What the task asks:
Copy each line below without leaving any out.

Entries from a pointing dataset
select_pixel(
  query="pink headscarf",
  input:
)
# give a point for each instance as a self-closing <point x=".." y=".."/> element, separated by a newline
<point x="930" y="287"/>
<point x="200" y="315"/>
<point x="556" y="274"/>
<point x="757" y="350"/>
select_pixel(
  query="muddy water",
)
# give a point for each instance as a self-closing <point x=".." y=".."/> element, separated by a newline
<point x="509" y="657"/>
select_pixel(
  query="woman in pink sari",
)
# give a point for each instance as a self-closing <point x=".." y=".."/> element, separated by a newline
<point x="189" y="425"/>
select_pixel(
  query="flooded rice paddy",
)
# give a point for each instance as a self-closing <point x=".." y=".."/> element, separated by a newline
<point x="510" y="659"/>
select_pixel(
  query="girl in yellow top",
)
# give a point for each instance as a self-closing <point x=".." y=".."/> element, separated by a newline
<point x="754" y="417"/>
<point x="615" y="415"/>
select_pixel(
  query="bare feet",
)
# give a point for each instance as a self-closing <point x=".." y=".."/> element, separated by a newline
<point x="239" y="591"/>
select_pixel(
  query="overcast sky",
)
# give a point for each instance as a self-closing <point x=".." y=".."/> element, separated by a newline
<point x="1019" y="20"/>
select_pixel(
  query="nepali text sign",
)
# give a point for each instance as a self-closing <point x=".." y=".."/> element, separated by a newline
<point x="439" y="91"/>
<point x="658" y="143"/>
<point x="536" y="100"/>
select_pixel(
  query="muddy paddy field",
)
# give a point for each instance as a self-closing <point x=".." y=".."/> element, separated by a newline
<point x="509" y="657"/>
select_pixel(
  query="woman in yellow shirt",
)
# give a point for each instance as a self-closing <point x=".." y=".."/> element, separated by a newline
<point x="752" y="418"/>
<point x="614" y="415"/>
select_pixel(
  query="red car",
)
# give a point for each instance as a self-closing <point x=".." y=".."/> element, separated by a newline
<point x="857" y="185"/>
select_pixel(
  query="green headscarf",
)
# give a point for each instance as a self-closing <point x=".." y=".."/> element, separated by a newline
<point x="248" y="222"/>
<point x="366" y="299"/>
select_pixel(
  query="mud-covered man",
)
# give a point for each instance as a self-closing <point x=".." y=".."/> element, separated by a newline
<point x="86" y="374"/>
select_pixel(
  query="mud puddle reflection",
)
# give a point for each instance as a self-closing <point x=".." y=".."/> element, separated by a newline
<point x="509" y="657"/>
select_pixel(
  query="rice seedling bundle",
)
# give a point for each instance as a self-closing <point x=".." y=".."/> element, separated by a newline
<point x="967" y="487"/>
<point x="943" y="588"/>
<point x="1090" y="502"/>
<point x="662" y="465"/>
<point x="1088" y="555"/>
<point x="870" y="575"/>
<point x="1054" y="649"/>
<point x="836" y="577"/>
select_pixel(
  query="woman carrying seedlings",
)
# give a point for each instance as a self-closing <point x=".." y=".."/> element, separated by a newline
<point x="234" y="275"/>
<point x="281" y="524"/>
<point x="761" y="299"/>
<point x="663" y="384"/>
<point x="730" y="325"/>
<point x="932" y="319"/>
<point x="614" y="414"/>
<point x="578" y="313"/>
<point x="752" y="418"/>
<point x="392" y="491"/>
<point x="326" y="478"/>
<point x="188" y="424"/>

Answer:
select_pixel(
  query="pink headscarf",
  input:
)
# give a point for each instance as a self-closing <point x=".." y=".."/> element, separated by a newline
<point x="930" y="287"/>
<point x="200" y="315"/>
<point x="556" y="274"/>
<point x="757" y="350"/>
select_pixel(
  query="muddy water",
)
# give a point for each instance as a self-closing <point x=".." y=".."/> element, separated by a newline
<point x="509" y="657"/>
select_pixel(
  query="woman in pink sari",
)
# give a point for each instance as a self-closing <point x=".." y=".."/> element, separated by a newline
<point x="189" y="425"/>
select_pixel(
  query="flooded rice paddy",
)
# give a point for each instance as a self-closing <point x=".." y=".."/> element, separated by a newline
<point x="510" y="659"/>
select_pixel(
  query="girl in yellow top",
)
# give a point for each instance as a self-closing <point x=".." y=".."/> element, separated by a newline
<point x="754" y="417"/>
<point x="615" y="415"/>
select_pixel(
  query="bare feet",
)
# give a point for each instance as a self-closing <point x=".." y=".."/> element, separated by a newline
<point x="239" y="591"/>
select_pixel(
  query="overcast sky",
)
# give a point for each instance as a self-closing <point x=".." y=".."/> element, separated by a newline
<point x="1019" y="20"/>
select_pixel(
  query="nepali text sign",
)
# give a point for each instance as a self-closing <point x=".." y=".."/> element, separated by a newline
<point x="439" y="91"/>
<point x="658" y="143"/>
<point x="536" y="100"/>
select_pixel(
  query="muddy paddy field",
)
# give a point for each instance as a self-closing <point x=".." y=".."/> element, separated by a newline
<point x="509" y="657"/>
select_pixel(
  query="woman in yellow shirt",
)
# give a point for each instance as a self-closing <point x=".." y=".."/> element, separated by a newline
<point x="752" y="418"/>
<point x="614" y="415"/>
select_pixel(
  query="red car",
)
# give a point for each instance as a self-closing <point x=".." y=".."/> element, separated by a newline
<point x="857" y="185"/>
select_pixel(
  query="green headscarf",
)
# give a point for each instance as a self-closing <point x=".." y=".."/> element, separated by a newline
<point x="248" y="222"/>
<point x="366" y="299"/>
select_pixel(
  query="mud-covered man",
)
# give a point for each instance as a self-closing <point x=".." y=".."/> element, separated by a newline
<point x="86" y="374"/>
select_pixel(
  query="mud puddle reflection",
)
# give a point for each instance as a self-closing <point x=".." y=".."/> element, separated by a newline
<point x="509" y="657"/>
select_pixel(
  query="rice seedling bundle",
)
# give a point for each instance as a self-closing <point x=".." y=".."/> element, separated by a newline
<point x="967" y="487"/>
<point x="943" y="588"/>
<point x="1090" y="502"/>
<point x="662" y="465"/>
<point x="1088" y="555"/>
<point x="870" y="575"/>
<point x="1054" y="649"/>
<point x="836" y="577"/>
select_pixel(
  query="woman carrying seedlings",
)
# give a point for each instance as a self-closing <point x=".." y=".."/> element, separated by a newline
<point x="234" y="275"/>
<point x="281" y="524"/>
<point x="761" y="299"/>
<point x="663" y="384"/>
<point x="730" y="325"/>
<point x="932" y="319"/>
<point x="614" y="414"/>
<point x="578" y="313"/>
<point x="752" y="418"/>
<point x="392" y="491"/>
<point x="326" y="478"/>
<point x="188" y="424"/>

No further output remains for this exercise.